Task requirements >>
a. According to the seasonality analysis text, what condition makes a year count as seasonal?
b. Decide whether each statement agrees with the seasonality analysis text, answering yes or no and quoting the words that settle it: (i) A location is classified as "Seasonal overall" if seasonal patterns appear in at least one analyzed year. (ii) The extracted year is placed in a new column named StartYear. (iii) The year is taken from the part of the label that follows the dash.
c. Output the passage of the seasonality analysis text from "Step 6: Generate" to "qualifies as seasonal.".

* begin Excerpted text *

Step 6: Generate yearly summary
This step aggregates the block-level results to determine whether each location showed seasonal behavior in each year of the analysis. A year is classified as seasonal if it contains at least one 4-month block that meets the 60% threshold. This year-by-year summary is essential for the final classification because a location is only considered “Seasonal overall” if it shows seasonal patterns consistently across all analyzed years. The code groups the detailed results by location and year, counts how many seasonal blocks occurred in each year, and determines whether each year qualifies as seasonal.
Step 6.1 Extract year from date ranges
This code extracts the starting year from each date range label (e.g., “Jan 2015–Apr 2015”) to enable year-by-year seasonality analysis. It parses each label by splitting at the dash, taking the first part, trimming whitespace, and extracting the last four characters representing the year. The extracted year is then stored in a new column called StartYear, which is used to group seasonal blocks by year in subsequent steps.

* end Excerpted text *
* begin Record list *

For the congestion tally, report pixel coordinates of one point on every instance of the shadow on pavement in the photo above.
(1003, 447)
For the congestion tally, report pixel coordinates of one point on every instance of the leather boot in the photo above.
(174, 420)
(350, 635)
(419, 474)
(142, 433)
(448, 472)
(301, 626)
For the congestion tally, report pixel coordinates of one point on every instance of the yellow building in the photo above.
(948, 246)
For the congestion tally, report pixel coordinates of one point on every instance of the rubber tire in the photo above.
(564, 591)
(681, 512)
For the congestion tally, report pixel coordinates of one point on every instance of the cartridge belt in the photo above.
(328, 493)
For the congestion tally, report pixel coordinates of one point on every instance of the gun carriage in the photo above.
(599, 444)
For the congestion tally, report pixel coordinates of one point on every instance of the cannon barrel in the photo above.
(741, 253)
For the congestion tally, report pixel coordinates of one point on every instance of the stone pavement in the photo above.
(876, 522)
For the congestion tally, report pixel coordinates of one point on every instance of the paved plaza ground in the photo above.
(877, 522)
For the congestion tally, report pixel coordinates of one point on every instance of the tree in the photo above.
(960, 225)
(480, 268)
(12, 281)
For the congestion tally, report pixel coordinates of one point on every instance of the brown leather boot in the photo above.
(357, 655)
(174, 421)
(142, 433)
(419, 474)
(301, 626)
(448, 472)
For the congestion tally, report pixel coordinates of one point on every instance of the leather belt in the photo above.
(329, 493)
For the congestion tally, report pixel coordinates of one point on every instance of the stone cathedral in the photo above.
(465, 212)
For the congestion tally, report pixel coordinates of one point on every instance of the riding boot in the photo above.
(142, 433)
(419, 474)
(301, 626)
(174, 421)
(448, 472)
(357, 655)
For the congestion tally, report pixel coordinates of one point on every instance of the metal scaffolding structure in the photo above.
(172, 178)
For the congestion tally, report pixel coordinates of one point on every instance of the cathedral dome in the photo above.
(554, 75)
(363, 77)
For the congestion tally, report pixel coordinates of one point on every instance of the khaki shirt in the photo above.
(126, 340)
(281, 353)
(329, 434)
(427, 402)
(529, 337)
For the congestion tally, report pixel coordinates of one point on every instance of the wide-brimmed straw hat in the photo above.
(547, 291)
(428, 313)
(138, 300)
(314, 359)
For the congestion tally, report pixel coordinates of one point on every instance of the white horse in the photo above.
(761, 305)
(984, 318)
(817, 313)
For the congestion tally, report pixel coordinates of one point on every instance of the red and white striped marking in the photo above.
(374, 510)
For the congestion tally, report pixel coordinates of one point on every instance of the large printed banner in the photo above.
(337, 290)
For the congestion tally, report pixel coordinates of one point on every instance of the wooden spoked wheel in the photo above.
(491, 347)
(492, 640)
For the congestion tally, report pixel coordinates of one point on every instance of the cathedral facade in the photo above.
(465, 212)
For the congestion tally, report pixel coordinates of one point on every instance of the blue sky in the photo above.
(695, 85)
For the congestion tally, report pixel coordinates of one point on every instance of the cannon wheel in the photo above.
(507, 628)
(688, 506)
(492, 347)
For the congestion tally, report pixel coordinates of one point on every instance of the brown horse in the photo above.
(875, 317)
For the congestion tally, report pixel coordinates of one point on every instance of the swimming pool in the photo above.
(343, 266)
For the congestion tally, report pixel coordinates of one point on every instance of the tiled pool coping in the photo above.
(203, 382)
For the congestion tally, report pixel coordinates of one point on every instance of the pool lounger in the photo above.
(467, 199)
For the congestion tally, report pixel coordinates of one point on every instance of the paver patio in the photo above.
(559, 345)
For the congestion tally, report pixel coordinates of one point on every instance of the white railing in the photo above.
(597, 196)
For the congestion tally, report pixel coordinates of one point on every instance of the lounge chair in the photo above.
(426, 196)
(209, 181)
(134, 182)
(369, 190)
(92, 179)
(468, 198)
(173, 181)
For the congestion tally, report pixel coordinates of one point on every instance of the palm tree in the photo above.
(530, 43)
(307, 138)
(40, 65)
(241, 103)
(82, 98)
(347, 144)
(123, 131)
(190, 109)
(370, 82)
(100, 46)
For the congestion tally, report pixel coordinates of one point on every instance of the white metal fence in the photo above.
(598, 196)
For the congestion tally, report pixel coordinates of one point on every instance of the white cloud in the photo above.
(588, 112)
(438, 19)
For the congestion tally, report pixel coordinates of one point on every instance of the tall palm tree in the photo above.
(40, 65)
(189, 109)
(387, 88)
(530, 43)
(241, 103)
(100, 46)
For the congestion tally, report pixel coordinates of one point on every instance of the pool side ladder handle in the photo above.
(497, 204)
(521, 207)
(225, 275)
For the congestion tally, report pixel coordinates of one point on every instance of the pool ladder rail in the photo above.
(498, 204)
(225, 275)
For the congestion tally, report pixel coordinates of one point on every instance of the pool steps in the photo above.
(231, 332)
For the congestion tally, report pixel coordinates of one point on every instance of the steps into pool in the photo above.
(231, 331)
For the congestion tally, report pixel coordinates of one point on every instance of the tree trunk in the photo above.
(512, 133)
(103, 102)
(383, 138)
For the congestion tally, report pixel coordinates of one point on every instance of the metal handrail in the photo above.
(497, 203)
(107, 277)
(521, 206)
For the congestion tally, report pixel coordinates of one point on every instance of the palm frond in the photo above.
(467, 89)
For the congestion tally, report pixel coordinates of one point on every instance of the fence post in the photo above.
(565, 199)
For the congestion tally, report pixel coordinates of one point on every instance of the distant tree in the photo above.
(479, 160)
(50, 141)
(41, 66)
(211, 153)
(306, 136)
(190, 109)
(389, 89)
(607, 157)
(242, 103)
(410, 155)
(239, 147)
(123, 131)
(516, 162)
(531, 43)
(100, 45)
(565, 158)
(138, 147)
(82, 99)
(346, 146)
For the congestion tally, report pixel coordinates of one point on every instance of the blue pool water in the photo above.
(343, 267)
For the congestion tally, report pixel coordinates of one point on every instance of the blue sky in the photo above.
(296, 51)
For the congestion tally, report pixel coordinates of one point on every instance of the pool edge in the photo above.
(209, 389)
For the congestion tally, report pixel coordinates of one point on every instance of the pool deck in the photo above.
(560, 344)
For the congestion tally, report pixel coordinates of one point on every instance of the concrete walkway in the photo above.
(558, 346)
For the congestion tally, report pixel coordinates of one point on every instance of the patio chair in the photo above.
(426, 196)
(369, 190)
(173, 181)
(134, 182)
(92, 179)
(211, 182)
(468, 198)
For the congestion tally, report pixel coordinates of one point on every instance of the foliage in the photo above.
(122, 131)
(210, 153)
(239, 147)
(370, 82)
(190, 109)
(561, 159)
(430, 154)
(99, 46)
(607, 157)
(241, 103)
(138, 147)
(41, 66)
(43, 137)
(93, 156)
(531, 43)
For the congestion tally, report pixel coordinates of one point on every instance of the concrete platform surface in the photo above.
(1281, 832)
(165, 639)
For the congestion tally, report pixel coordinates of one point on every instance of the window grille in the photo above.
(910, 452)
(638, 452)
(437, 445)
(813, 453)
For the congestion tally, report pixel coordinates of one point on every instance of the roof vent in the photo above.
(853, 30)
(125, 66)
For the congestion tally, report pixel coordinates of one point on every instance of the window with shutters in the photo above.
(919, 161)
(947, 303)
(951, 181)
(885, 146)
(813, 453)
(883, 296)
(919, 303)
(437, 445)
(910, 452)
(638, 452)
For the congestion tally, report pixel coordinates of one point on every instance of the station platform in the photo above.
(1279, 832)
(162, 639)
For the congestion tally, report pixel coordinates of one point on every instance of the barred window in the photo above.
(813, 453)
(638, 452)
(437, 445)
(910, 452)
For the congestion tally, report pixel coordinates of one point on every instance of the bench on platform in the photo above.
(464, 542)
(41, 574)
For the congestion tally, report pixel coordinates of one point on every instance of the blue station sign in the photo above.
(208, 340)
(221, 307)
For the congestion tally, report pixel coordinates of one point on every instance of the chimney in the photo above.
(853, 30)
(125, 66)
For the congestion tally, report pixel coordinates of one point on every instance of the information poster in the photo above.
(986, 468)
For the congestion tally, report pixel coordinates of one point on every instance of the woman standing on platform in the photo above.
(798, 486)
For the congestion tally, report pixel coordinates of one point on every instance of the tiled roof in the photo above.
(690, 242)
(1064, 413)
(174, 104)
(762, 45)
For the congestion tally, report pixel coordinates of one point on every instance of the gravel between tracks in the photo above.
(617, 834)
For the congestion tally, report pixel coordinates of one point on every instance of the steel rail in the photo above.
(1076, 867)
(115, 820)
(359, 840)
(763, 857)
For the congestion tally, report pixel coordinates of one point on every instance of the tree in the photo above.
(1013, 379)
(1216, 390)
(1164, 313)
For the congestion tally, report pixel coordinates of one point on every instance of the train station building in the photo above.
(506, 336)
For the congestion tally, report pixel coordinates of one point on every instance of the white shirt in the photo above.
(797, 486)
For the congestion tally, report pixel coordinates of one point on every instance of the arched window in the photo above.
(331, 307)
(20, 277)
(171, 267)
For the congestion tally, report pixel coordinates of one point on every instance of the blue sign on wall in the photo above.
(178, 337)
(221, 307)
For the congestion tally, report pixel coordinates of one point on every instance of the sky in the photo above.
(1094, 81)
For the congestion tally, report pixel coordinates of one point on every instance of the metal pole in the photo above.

* end Record list *

In response >>
a. A year is seasonal if it contains at least one 4-month block that meets the 60% threshold.

b.
(i) No: "a location is only considered “Seasonal overall” if it shows seasonal patterns consistently across all analyzed years"
(ii) Yes: "The extracted year is then stored in a new column called StartYear"
(iii) No: "splitting at the dash, taking the first part"

c.
Step 6: Generate yearly summary
This step aggregates the block-level results to determine whether each location showed seasonal behavior in each year of the analysis. A year is classified as seasonal if it contains at least one 4-month block that meets the 60% threshold. This year-by-year summary is essential for the final classification because a location is only considered “Seasonal overall” if it shows seasonal patterns consistently across all analyzed years. The code groups the detailed results by location and year, counts how many seasonal blocks occurred in each year, and determines whether each year qualifies as seasonal.